** WHAT NEEDS TO BE DONE **
Rewrite everything from the line containing "Outline each second" down to the line containing "92, 142, 163, 180" in the material below, swapping "railway track" for "rail line" and leaving the rest unchanged. Return only those lines.

** MATERIALS PROVIDED **
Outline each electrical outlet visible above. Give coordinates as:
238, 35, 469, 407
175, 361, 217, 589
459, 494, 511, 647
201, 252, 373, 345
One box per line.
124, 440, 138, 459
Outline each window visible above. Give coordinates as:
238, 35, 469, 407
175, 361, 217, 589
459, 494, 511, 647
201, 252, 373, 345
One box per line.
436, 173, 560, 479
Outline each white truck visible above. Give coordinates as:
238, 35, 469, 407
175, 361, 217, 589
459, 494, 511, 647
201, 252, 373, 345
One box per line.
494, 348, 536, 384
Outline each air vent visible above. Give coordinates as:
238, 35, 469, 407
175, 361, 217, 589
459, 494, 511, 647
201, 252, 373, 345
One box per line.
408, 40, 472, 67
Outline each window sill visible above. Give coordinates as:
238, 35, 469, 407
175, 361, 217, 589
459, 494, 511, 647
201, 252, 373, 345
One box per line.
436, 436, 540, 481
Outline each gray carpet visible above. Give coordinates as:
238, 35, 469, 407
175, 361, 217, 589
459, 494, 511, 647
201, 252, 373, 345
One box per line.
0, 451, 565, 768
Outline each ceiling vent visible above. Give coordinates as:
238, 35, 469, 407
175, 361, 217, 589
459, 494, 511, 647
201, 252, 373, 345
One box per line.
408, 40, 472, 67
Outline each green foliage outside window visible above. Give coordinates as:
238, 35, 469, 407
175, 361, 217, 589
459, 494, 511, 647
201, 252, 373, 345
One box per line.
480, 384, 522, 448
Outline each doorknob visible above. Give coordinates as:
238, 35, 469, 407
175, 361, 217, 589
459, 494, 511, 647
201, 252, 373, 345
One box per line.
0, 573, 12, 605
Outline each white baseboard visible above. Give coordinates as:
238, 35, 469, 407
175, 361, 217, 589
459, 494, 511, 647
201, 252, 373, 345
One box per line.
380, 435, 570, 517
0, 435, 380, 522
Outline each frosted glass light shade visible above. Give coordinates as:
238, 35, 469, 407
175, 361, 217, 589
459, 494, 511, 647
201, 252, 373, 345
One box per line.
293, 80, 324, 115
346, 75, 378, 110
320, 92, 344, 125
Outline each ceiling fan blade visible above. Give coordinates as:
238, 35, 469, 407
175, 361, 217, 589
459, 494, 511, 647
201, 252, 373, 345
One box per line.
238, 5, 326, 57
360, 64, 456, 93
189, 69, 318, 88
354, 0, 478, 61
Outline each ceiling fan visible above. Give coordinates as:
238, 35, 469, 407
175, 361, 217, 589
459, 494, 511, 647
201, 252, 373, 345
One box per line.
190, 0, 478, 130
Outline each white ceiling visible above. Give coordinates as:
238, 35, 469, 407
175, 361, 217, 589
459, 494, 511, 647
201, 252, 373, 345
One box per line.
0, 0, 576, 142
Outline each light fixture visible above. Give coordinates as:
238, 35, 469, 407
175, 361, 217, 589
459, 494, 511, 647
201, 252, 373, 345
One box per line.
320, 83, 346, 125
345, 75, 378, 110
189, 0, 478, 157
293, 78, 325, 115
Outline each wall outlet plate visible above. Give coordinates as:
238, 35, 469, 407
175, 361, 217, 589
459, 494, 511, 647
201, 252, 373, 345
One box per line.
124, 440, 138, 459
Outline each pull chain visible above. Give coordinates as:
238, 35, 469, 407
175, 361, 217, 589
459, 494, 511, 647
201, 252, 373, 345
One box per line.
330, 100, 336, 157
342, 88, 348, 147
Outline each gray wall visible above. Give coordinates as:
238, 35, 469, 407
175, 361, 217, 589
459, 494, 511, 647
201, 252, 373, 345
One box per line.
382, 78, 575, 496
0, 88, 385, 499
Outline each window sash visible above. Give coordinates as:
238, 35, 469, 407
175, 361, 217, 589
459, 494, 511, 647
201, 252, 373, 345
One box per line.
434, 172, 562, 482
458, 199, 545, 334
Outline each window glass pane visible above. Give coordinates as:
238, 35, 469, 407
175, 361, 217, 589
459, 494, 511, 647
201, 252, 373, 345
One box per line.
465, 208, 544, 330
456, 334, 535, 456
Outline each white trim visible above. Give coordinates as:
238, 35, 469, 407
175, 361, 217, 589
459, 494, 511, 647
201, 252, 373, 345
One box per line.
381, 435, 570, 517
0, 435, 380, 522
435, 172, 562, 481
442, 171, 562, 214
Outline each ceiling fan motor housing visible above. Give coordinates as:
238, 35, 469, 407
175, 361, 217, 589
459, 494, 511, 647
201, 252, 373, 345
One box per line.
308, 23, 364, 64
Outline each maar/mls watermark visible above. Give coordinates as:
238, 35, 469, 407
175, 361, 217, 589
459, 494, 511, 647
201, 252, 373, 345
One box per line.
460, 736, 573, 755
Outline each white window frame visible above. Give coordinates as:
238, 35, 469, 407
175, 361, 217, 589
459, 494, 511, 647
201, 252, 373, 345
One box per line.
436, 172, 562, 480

...

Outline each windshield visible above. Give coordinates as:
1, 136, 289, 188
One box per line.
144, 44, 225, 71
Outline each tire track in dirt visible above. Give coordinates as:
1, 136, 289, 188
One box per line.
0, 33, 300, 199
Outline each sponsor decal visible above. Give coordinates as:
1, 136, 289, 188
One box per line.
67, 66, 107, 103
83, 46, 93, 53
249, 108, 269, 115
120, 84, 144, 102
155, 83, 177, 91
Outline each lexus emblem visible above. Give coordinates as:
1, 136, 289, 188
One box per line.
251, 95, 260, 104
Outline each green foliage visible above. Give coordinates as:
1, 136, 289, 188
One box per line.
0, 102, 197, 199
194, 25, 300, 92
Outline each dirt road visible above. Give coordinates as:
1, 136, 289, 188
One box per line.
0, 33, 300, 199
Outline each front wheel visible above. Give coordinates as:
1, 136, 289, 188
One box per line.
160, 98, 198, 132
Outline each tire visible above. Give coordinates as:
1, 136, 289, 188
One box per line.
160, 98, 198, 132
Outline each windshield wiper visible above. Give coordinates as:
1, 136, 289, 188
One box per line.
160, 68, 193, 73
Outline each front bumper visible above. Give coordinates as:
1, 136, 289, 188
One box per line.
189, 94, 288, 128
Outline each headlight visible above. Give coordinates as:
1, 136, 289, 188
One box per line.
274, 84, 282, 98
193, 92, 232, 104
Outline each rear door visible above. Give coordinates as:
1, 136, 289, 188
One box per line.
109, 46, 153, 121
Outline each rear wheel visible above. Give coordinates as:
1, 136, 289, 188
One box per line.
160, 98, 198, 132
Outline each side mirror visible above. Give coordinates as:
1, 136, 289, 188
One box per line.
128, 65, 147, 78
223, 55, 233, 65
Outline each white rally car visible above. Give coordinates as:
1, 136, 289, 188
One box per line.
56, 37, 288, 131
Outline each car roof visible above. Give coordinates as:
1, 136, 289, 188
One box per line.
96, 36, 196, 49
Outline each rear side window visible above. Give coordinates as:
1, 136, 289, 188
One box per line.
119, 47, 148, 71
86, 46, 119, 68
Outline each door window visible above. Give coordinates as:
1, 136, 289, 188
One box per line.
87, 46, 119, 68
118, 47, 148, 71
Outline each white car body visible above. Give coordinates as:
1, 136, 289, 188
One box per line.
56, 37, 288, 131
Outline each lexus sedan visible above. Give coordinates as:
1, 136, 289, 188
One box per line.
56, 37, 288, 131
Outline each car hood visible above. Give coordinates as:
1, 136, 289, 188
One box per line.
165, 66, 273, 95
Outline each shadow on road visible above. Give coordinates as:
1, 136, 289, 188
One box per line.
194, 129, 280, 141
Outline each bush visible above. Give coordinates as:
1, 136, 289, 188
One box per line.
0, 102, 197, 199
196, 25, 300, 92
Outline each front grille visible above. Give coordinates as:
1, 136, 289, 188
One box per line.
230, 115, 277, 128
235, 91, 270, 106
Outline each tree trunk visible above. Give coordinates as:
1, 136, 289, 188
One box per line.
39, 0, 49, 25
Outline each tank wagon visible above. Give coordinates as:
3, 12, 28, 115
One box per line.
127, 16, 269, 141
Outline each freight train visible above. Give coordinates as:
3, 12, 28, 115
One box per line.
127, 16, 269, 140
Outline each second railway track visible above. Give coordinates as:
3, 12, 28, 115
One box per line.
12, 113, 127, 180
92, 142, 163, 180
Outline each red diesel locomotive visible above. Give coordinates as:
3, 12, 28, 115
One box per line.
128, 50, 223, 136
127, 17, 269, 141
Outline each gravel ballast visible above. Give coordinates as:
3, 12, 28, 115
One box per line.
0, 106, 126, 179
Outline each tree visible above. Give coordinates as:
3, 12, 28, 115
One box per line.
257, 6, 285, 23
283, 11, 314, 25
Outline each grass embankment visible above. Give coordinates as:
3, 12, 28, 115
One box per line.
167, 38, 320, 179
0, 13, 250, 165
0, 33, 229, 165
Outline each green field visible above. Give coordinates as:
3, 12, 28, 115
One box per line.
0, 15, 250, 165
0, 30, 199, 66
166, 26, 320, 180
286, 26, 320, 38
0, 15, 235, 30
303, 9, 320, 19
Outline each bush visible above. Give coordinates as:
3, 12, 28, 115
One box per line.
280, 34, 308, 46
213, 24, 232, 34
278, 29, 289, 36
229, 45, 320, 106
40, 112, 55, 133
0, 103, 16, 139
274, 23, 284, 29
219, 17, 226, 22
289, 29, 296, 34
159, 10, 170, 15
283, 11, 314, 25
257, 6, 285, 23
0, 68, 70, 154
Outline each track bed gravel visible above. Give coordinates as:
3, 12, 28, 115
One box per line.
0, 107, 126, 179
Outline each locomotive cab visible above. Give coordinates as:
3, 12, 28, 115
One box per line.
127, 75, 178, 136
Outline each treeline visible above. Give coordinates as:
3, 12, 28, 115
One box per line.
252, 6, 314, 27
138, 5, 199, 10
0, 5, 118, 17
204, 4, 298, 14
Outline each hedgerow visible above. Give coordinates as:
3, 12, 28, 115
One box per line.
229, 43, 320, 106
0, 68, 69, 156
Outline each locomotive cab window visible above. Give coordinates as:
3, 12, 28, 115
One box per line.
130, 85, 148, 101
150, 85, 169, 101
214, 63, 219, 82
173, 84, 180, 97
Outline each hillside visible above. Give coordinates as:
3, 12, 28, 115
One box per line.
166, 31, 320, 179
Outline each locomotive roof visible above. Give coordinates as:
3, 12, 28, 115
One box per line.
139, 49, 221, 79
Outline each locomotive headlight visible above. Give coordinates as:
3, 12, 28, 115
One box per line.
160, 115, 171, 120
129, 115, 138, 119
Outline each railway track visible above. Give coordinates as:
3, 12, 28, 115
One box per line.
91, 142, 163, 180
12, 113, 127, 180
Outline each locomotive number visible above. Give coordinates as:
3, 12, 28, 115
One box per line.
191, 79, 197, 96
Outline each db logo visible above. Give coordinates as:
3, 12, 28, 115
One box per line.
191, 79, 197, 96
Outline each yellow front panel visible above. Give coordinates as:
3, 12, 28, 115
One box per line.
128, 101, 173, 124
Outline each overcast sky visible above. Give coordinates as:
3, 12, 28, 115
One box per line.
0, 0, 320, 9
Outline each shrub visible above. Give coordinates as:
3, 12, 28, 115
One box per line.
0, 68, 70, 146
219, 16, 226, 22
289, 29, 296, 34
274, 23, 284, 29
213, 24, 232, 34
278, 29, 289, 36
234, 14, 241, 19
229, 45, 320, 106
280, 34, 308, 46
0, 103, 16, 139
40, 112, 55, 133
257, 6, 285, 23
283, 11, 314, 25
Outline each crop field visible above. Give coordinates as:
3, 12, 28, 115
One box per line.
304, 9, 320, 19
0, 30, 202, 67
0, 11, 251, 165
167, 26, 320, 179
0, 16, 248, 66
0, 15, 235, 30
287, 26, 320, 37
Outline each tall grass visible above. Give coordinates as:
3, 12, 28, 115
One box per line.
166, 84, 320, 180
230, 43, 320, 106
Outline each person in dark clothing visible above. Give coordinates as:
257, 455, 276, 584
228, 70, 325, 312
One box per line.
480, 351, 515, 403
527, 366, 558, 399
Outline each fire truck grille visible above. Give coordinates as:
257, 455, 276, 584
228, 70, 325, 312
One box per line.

** EXERCISE ANSWER **
Outline each second rail line visible above. Give coordinates as:
3, 12, 28, 115
One box per line.
12, 113, 127, 180
92, 142, 163, 180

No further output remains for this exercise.